▶ _STUDY TEXT_
--- START ---

Bantwana’s Year in Review – 2018

In 2018, we coordinated services for over 300,000 children and their families through 21 programs in Eswatini, Malawi, Mozambique, Uganda, Tanzania, and Zimbabwe.

  • We expanded our comprehensive programming to Malawi. Through the Essential Gender-Based Violence Services and Prevention project, we are working with schools and communities to strengthen prevention and response measures to school violence, early marriage, and school drop out.
  • In November, we celebrated the completion of the Vana Bantwana program in Zimbabwe, which successfully reached over 600,000 orphans and vulnerable children (OVC) over 6 years with comprehensive, layered services that mitigated the impact of HIV and increased resilience. We delivered an integrated approach that strengthened community, district, and national systems in the areas of health, education, child protection, economic strengthening, gender-based violence, and youth and livelihoods.
  • We are leveraging technology to reach vulnerable youth and their families. In Uganda, a Closed User Group in-service phone network improves response and service delivery around critical child protection issues. In Eswatini, a mobile-based technology program builds digital literacy while delivering life skills and protective assets curricula to empower girls to navigate challenging gender norms and link them to resources.

Our programs reached over 66,955 adolescent girls and young women. 

Our evidence-based programs provided access to services to prevent and mitigate the impact of HIV infection among adolescents, including sexual and reproductive health services including HIV-testing and ART adherence, gender-based violence prevention and response, life skills and HIV prevention education, access to HIV-testing, and age-appropriate parenting skills to enhance parent-child relationships, and communication and curb infant stunting across the first 1,000 days of life.

We reached 38,599 adolescent girls and young women with sexual and reproductive health programming. We have integrated HIV and GBV prevention scenarios into the curriculum to facilitate discussion around sensitive topics of sexual abuse, gender-based violence and HIV prevention for adolescent girls and boys using vignettes and role plays.


In 2018, Bantwana supported 16,163 adolescent girls and young women to stay in school. Graphic by Danielle Fortin.

We supported 16,163 adolescent girls and young women to stay in school. Our programs improve enrollment and retention in formal secondary school and alternative education pathways for adolescents who have left school. We established Early Warning Systems in schools and communities in Eswatini and Zimbabwe to prevent school drop-out.

In 2018, Bantwana trained over 47,600 adolescent girls and young women to build their protective social assets. Graphic by Danielle Fortin.

--- END ---

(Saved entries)
--- START ---

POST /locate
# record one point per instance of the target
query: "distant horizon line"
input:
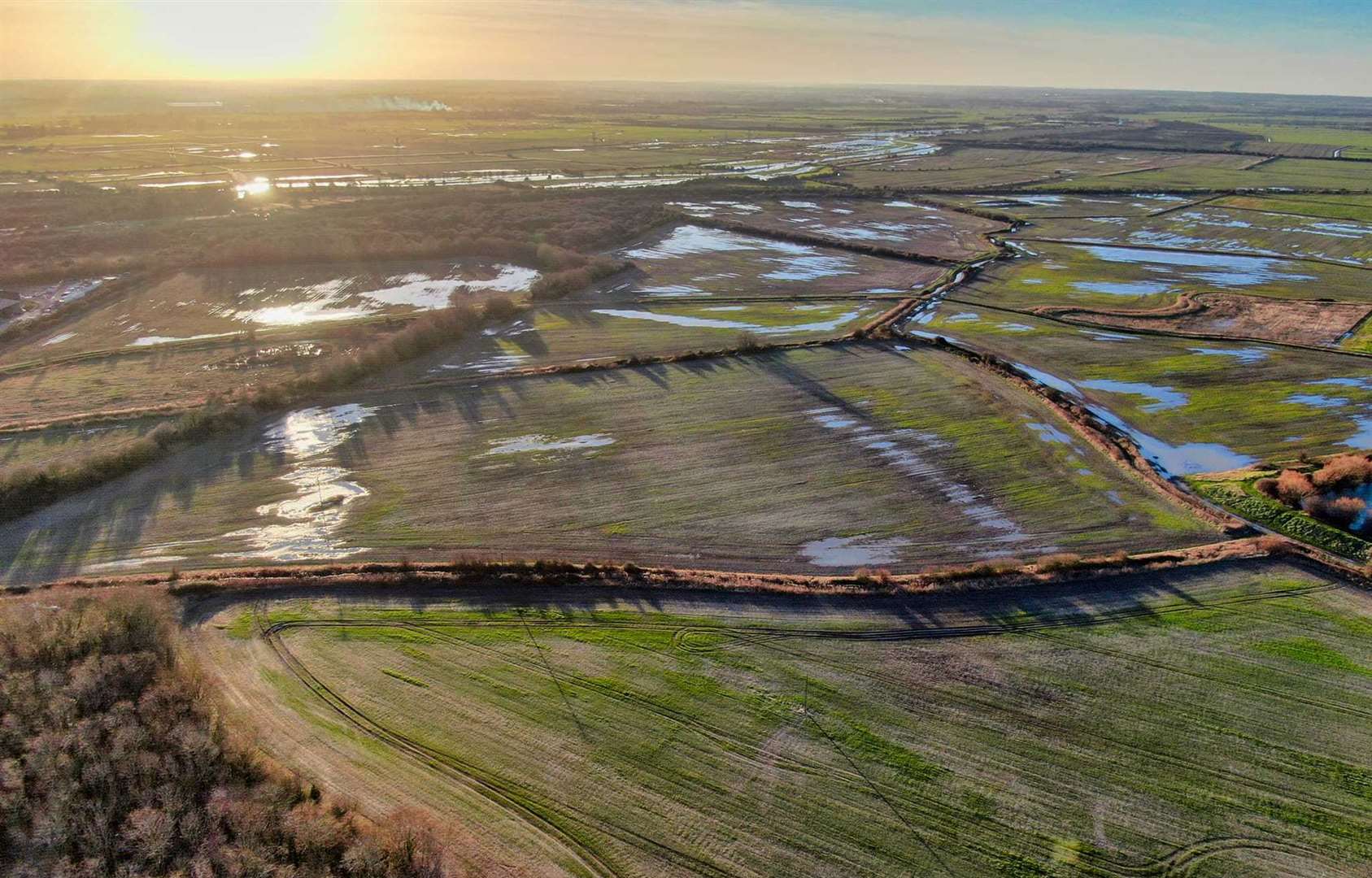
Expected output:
(679, 83)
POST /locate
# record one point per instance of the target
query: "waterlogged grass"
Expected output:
(1132, 279)
(912, 454)
(1257, 401)
(1072, 752)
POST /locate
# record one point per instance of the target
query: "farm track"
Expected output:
(547, 818)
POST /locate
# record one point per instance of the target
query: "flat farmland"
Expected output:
(1139, 724)
(68, 445)
(1122, 277)
(1192, 405)
(162, 375)
(811, 460)
(1039, 206)
(899, 225)
(1232, 175)
(1214, 228)
(1016, 167)
(608, 329)
(276, 298)
(697, 261)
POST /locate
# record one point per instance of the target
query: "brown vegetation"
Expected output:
(1316, 493)
(113, 763)
(1231, 315)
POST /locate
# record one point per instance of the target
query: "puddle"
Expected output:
(1318, 401)
(1178, 460)
(1122, 289)
(1242, 354)
(538, 442)
(323, 493)
(711, 323)
(1164, 397)
(1220, 271)
(342, 298)
(852, 550)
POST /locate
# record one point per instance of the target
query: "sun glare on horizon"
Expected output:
(242, 39)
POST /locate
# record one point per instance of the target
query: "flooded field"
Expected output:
(1194, 406)
(825, 456)
(209, 303)
(690, 261)
(1206, 228)
(899, 225)
(1113, 277)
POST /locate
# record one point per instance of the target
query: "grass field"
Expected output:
(1122, 277)
(601, 732)
(697, 261)
(811, 460)
(1227, 229)
(1194, 405)
(903, 227)
(1034, 167)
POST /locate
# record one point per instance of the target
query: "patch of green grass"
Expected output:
(1308, 650)
(405, 678)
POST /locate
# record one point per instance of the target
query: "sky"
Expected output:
(1244, 46)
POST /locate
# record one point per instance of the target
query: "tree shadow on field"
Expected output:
(121, 516)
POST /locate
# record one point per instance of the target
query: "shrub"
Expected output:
(1338, 511)
(1058, 562)
(1342, 472)
(1292, 487)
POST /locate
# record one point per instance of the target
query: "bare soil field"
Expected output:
(1236, 315)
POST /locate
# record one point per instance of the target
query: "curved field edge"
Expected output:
(878, 732)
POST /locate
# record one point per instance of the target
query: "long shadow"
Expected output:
(1088, 601)
(54, 542)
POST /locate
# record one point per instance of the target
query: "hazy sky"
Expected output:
(1258, 46)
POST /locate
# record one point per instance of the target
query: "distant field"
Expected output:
(690, 261)
(903, 227)
(1096, 169)
(1226, 229)
(1139, 279)
(814, 460)
(601, 732)
(1038, 205)
(68, 445)
(1194, 405)
(1280, 173)
(605, 329)
(1357, 207)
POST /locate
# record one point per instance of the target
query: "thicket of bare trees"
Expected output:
(111, 764)
(1324, 493)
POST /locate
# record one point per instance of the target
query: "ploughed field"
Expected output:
(817, 460)
(1135, 726)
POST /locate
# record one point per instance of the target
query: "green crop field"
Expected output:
(825, 459)
(1196, 405)
(1132, 726)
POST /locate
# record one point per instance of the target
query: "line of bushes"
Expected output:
(25, 490)
(113, 763)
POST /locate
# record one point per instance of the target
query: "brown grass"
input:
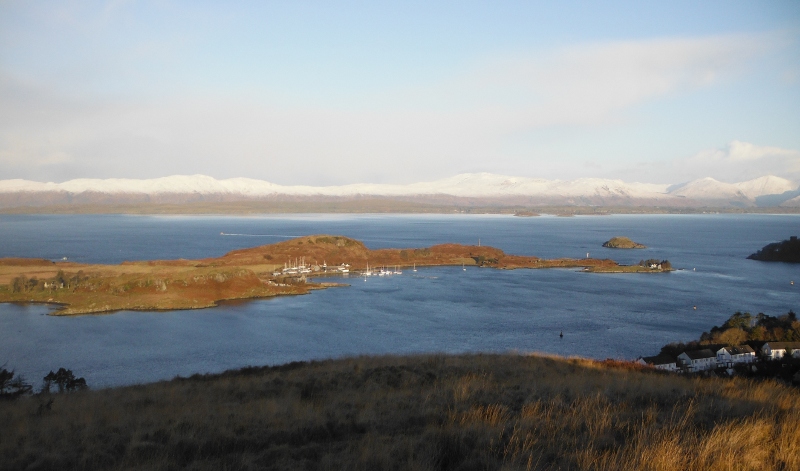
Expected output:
(239, 274)
(509, 412)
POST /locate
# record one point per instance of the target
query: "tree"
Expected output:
(12, 385)
(65, 380)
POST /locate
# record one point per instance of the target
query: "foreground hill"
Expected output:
(429, 412)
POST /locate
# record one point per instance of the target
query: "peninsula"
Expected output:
(282, 268)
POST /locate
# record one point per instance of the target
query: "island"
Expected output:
(622, 243)
(784, 251)
(291, 267)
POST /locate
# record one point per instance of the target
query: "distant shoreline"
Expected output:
(270, 270)
(373, 206)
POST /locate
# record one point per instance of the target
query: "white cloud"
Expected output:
(736, 162)
(459, 125)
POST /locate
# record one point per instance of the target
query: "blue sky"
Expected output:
(345, 92)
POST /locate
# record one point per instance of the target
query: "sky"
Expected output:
(330, 93)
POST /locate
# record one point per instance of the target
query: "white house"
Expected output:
(659, 362)
(776, 350)
(729, 356)
(697, 360)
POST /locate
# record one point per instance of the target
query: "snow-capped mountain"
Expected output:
(469, 185)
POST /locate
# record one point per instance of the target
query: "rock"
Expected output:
(622, 243)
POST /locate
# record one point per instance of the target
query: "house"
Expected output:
(729, 356)
(659, 362)
(697, 360)
(776, 350)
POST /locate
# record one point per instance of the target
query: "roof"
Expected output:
(782, 345)
(739, 350)
(659, 360)
(699, 354)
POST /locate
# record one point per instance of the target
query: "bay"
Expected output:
(443, 309)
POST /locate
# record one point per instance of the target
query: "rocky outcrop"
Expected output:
(622, 243)
(785, 251)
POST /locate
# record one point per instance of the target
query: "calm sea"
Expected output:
(432, 310)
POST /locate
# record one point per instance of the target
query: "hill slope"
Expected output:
(430, 412)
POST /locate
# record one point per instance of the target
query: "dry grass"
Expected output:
(508, 412)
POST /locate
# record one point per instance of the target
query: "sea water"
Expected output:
(442, 309)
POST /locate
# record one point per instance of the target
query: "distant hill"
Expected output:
(468, 189)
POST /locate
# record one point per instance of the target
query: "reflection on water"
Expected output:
(441, 309)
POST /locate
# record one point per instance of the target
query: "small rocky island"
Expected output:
(622, 243)
(785, 251)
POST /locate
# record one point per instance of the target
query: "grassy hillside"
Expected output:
(239, 274)
(421, 412)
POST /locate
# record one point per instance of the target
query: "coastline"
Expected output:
(259, 272)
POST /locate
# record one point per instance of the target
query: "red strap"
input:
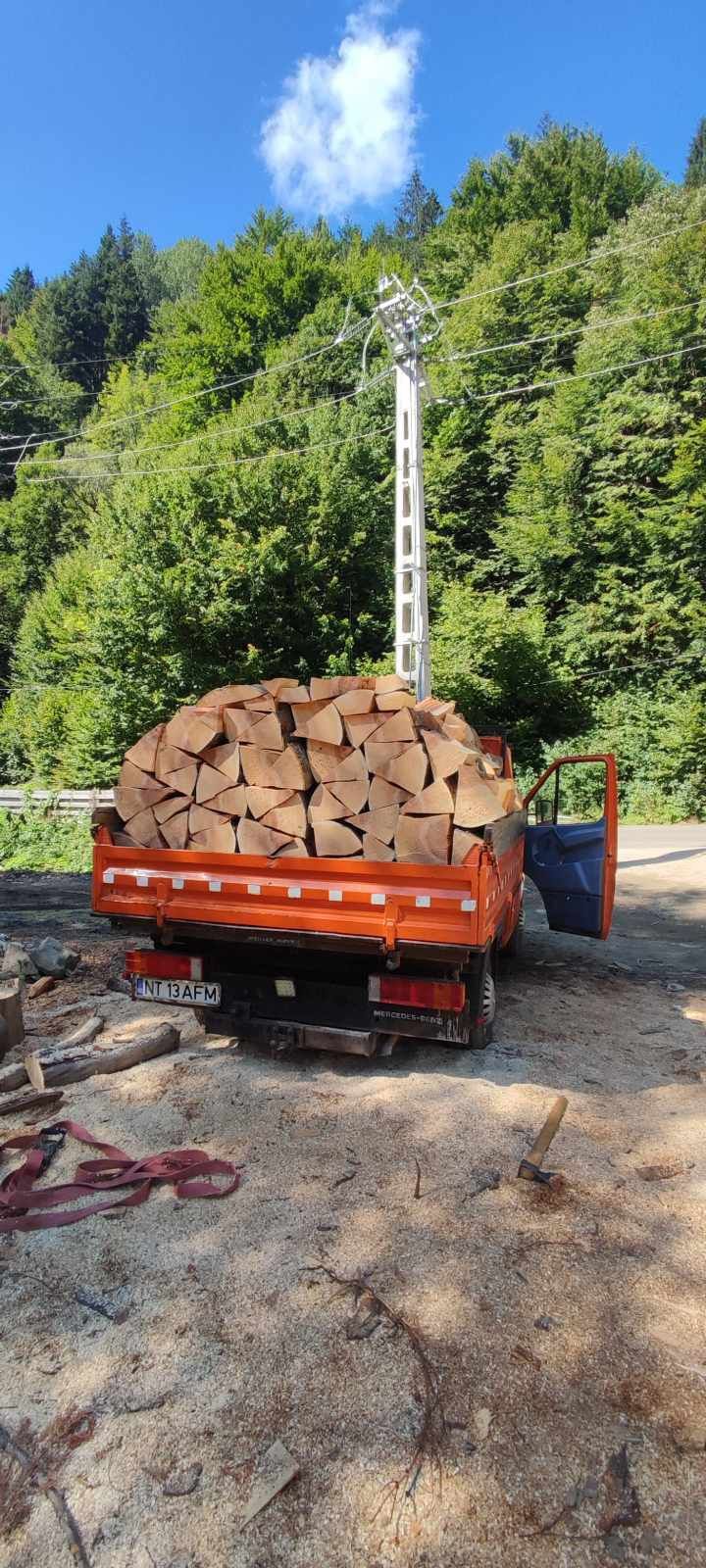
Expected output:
(179, 1167)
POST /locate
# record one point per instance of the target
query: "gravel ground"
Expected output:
(562, 1329)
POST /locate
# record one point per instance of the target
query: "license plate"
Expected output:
(187, 993)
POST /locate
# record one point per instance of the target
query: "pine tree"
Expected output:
(695, 170)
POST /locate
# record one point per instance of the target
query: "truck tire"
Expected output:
(514, 948)
(482, 1034)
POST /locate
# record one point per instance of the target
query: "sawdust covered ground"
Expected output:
(231, 1341)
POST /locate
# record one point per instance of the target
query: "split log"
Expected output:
(376, 851)
(258, 767)
(326, 807)
(446, 757)
(400, 726)
(381, 823)
(424, 841)
(386, 794)
(141, 1050)
(391, 702)
(297, 847)
(289, 817)
(380, 753)
(255, 839)
(145, 828)
(184, 780)
(145, 750)
(209, 783)
(264, 800)
(169, 760)
(408, 770)
(433, 800)
(220, 841)
(193, 728)
(231, 800)
(267, 733)
(478, 800)
(391, 684)
(327, 725)
(360, 726)
(237, 723)
(130, 802)
(201, 819)
(170, 808)
(290, 767)
(176, 831)
(227, 760)
(463, 843)
(336, 839)
(355, 702)
(352, 792)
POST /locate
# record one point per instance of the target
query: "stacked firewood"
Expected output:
(344, 767)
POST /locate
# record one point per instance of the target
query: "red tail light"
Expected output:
(446, 996)
(164, 966)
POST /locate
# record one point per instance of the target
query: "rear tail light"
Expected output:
(447, 996)
(164, 966)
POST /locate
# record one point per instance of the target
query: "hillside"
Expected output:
(196, 488)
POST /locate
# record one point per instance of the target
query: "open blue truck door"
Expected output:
(573, 862)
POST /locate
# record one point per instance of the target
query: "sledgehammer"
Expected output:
(530, 1167)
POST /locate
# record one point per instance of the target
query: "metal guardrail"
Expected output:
(63, 802)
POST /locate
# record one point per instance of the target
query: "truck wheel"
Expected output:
(514, 948)
(482, 1034)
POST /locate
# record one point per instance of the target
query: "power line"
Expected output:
(36, 438)
(222, 431)
(577, 375)
(219, 463)
(551, 337)
(567, 267)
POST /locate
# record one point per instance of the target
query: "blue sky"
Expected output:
(156, 109)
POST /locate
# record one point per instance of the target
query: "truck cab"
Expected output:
(353, 956)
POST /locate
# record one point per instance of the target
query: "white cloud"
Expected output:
(344, 129)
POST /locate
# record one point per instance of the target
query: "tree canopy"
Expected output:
(220, 504)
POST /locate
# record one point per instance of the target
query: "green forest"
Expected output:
(196, 480)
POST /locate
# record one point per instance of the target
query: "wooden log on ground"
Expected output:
(145, 1048)
(433, 800)
(145, 750)
(424, 841)
(255, 839)
(336, 839)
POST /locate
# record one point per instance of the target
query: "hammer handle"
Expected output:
(549, 1129)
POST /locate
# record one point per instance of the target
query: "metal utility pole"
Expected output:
(408, 321)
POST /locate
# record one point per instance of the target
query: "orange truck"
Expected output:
(352, 956)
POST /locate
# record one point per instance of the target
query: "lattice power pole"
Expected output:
(408, 321)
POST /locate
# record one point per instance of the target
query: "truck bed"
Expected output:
(363, 906)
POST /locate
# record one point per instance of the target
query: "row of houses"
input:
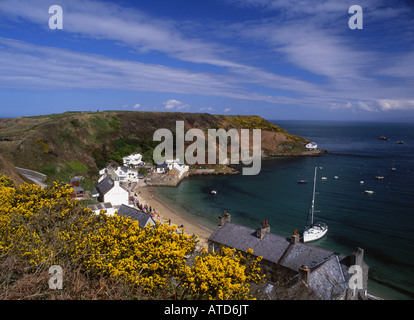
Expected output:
(295, 270)
(173, 166)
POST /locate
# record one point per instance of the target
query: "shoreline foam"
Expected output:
(148, 195)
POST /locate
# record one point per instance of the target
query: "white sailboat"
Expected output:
(317, 229)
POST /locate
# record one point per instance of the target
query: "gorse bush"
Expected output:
(44, 227)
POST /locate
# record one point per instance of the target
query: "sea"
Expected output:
(382, 222)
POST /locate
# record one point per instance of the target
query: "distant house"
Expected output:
(144, 219)
(78, 192)
(173, 166)
(105, 207)
(312, 272)
(161, 168)
(111, 191)
(312, 146)
(122, 173)
(132, 160)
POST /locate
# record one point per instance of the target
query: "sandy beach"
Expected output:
(148, 195)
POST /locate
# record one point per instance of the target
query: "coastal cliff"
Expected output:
(81, 143)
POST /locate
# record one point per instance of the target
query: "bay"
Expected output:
(381, 223)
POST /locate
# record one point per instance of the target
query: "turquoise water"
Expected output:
(381, 223)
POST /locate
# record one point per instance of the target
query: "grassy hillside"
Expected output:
(81, 143)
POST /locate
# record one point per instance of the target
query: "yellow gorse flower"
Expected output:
(45, 226)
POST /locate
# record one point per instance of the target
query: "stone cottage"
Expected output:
(294, 270)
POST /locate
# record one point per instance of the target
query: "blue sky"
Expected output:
(280, 59)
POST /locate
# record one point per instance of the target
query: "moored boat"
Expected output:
(317, 229)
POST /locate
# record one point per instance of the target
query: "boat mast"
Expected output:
(313, 196)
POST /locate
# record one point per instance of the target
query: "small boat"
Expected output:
(318, 229)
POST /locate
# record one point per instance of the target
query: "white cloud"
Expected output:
(175, 104)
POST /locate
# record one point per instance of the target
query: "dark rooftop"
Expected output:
(271, 247)
(135, 214)
(105, 185)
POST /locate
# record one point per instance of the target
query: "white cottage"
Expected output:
(132, 160)
(111, 191)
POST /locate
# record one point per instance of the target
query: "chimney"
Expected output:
(357, 258)
(304, 274)
(224, 218)
(295, 237)
(262, 230)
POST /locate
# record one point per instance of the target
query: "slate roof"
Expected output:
(271, 247)
(304, 254)
(105, 185)
(328, 281)
(135, 214)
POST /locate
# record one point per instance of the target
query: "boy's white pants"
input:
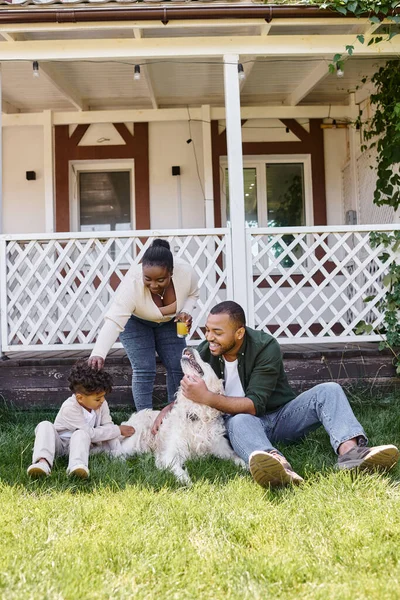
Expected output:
(49, 444)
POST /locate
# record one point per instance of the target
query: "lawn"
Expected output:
(133, 532)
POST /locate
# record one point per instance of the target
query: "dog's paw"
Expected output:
(239, 462)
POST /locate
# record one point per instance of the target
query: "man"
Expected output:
(262, 407)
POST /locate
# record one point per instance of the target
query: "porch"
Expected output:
(305, 286)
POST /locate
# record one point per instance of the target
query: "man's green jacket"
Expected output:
(260, 368)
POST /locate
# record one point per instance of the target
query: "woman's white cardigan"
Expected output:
(133, 297)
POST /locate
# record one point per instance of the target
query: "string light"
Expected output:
(241, 72)
(35, 67)
(339, 71)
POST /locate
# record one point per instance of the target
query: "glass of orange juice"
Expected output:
(181, 329)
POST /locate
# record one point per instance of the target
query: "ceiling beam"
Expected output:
(180, 23)
(181, 114)
(51, 74)
(8, 107)
(315, 77)
(137, 32)
(154, 48)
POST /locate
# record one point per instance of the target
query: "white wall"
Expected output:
(23, 151)
(335, 147)
(23, 201)
(168, 147)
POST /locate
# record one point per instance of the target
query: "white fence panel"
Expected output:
(58, 286)
(309, 284)
(305, 285)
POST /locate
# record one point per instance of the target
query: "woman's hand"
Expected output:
(96, 362)
(185, 318)
(126, 430)
(160, 418)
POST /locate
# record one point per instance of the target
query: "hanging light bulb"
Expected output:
(339, 71)
(35, 67)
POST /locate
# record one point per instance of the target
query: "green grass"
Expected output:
(133, 532)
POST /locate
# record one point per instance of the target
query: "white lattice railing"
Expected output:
(56, 288)
(309, 284)
(305, 285)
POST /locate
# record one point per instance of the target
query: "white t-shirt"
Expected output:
(233, 385)
(90, 419)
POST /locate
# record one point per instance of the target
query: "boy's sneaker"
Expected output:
(362, 457)
(80, 471)
(271, 468)
(39, 469)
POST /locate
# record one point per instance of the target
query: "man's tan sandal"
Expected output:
(272, 469)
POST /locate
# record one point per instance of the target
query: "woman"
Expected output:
(147, 304)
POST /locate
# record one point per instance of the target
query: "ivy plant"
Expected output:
(390, 304)
(376, 10)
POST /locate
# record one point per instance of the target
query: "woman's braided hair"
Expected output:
(159, 255)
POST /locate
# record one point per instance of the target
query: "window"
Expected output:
(277, 192)
(104, 201)
(102, 195)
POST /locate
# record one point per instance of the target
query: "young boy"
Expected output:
(82, 424)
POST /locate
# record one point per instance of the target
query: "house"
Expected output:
(215, 124)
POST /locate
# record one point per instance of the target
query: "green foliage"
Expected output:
(384, 131)
(376, 10)
(390, 305)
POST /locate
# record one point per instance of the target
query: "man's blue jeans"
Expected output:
(324, 404)
(141, 339)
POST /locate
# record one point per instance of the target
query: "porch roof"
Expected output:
(89, 65)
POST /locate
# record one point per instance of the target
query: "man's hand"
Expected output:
(161, 417)
(96, 362)
(126, 430)
(184, 318)
(195, 389)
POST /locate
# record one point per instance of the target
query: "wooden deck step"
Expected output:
(39, 380)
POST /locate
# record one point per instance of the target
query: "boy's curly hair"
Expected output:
(85, 380)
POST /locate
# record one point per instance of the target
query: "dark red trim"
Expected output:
(310, 143)
(136, 147)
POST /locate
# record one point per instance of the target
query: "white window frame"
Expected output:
(258, 162)
(91, 166)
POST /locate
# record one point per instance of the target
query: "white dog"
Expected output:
(188, 430)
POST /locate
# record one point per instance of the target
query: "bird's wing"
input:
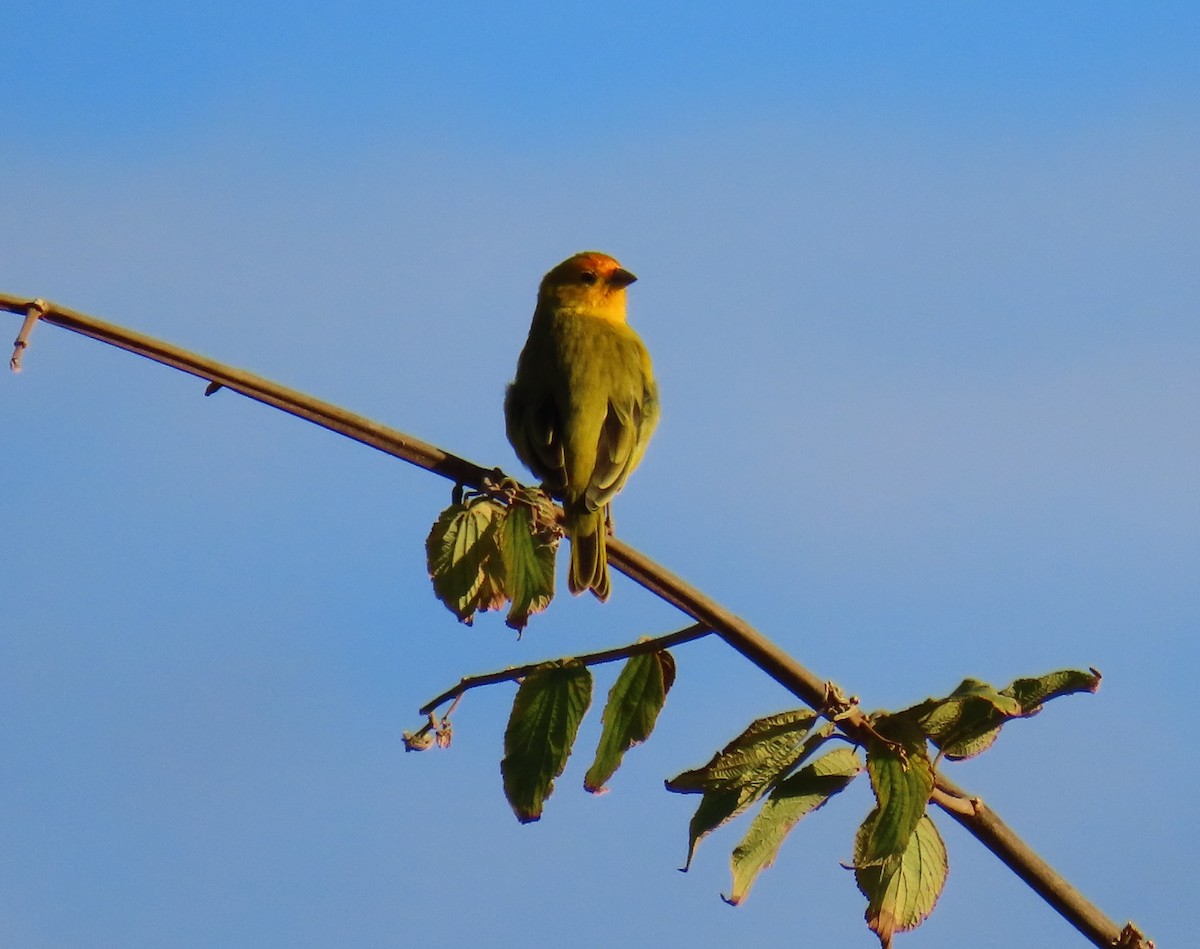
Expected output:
(622, 443)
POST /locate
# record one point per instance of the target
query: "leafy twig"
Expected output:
(982, 822)
(466, 684)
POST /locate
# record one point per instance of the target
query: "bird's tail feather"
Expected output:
(589, 558)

--- END ---

▶ _PROBLEM TO SOLVE_
Rewrite the passage of the Bantwana 2018 review from "We supported 16,163" to "assets. Graphic by Danielle Fortin.", swapping "enrollment" for "attendance".

▶ _EXERCISE SOLUTION_
We supported 16,163 adolescent girls and young women to stay in school. Our programs improve attendance and retention in formal secondary school and alternative education pathways for adolescents who have left school. We established Early Warning Systems in schools and communities in Eswatini and Zimbabwe to prevent school drop-out.

In 2018, Bantwana trained over 47,600 adolescent girls and young women to build their protective social assets. Graphic by Danielle Fortin.